▶ **Fonte**
○ ○ ○ ○
Durante a entrevista que deu esta quinta-feira, 21 de novembro, à CNN, António José Seguro, antigo Secretário-Geral do PS, afirmou que, ao contrário do que acontece atualmente, “a Constituição de 1976 exigia um voto no Programa do Governo”.
“Era uma coisa estranha”, começou por dizer, “os partidos andavam na campanha eleitoral a dizer ´o meu programa é que é o adequado, o teu não é´. E depois chegavam ao Parlamento e votavam como numa situação em que o Governo tinha maioria relativa no Parlamento?”, perguntou. Concluiu, então, dizendo que foi através de uma revisão constitucional que deixou de ser obrigatório submeter o programa de Governo a votação da Assembleia.
Será verdade que a Constituição de 1976 exigia que o programa do Governo fosse votado no Parlamento?
Na verdade, na versão da Constituição de 1976, em nenhuma parte se refere que o Programa do Governo está sujeito ao voto dos partidos no Parlamento. O artigo 195.º da Constituição dizia: “O programa do Governo será apresentado à apreciação da Assembleia da República no prazo máximo de dez dias a seguir à nomeação do Primeiro-Ministro”.
Definia, também, que o debate sobre o programa não podia exceder os cinco dias e que “até ao seu encerramento qualquer grupo parlamentar” poderia “propor a rejeição do programa do Governo”, ainda que a rejeição só se efetivasse se fosse apoiada por uma maioria absoluta dos deputados.
○ ○ ○ ○
▶ **Instruções da tarefa**
Passe para inglês esta frase do texto sobre a Constituição de 1976: "Será verdade que a Constituição de 1976 exigia que o programa do Governo fosse votado no Parlamento?" A listagem não faz falta para nada.
○ ○ ○ ○
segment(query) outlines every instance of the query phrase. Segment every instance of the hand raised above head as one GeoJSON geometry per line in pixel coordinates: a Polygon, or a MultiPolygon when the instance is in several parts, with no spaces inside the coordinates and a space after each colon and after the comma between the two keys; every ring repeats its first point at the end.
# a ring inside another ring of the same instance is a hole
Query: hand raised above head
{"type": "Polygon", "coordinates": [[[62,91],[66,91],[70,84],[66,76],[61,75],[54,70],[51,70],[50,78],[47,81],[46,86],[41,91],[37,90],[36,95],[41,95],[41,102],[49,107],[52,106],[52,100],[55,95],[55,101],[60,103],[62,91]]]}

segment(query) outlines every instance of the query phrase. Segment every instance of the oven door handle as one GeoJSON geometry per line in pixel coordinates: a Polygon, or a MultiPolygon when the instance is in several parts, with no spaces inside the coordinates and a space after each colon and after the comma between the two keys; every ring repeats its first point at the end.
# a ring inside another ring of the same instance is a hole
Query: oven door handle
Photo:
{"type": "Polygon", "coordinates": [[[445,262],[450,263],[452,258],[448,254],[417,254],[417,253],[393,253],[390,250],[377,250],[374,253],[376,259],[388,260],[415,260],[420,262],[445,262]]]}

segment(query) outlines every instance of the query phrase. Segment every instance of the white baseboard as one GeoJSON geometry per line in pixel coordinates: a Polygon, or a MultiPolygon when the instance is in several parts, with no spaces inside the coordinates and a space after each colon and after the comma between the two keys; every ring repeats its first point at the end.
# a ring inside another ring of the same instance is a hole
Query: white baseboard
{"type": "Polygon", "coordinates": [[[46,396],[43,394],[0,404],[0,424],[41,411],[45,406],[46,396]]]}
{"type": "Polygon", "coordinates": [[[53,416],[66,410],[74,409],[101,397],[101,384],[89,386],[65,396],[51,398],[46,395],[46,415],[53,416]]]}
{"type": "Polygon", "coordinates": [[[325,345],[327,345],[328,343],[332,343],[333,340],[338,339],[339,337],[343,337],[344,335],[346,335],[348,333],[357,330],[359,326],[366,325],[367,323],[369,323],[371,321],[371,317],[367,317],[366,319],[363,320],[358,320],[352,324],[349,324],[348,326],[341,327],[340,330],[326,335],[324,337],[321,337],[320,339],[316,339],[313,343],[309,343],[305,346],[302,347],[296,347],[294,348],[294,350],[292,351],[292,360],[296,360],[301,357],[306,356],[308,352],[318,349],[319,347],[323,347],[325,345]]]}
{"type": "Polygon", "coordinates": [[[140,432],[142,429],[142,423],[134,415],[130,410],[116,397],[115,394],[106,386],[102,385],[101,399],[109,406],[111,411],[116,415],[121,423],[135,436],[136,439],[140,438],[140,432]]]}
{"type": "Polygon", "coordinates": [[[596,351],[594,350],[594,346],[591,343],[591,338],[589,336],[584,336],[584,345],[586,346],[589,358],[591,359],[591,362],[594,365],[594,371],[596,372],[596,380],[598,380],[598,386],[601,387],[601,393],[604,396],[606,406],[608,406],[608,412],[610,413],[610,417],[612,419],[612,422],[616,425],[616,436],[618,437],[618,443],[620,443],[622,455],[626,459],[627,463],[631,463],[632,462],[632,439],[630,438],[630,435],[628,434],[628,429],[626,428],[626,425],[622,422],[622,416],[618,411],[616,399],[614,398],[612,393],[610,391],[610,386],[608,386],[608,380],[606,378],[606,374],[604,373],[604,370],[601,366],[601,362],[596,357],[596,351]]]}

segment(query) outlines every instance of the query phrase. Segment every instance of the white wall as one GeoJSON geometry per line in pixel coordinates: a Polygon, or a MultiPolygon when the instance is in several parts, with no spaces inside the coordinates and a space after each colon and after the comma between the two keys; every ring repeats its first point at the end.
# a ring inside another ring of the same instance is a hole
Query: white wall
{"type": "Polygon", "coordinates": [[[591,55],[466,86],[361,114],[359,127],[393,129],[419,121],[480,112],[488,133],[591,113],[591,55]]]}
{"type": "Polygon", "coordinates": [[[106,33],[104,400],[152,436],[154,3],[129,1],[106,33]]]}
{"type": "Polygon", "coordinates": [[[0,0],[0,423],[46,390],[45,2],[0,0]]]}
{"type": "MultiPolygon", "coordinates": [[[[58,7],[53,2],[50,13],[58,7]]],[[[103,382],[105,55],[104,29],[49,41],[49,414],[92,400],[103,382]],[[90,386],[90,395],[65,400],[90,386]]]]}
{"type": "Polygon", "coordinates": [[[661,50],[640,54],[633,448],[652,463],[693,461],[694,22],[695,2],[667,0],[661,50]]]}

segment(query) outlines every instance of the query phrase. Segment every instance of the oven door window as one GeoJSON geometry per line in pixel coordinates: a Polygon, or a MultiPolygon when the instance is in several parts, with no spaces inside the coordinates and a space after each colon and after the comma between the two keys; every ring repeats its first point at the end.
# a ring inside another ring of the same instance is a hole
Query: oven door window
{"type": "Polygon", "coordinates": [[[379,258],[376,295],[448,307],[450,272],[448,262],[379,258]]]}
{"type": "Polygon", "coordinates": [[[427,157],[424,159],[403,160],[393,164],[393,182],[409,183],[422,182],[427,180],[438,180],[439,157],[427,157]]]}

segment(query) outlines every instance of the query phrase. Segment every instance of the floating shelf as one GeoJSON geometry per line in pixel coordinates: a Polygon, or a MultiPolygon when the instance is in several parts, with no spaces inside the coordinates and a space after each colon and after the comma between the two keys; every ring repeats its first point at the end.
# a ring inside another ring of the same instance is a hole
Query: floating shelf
○ ○ ○ ○
▶ **Resultado**
Is it true that the 1976 Constitution required the Government's program to be voted on in Parliament?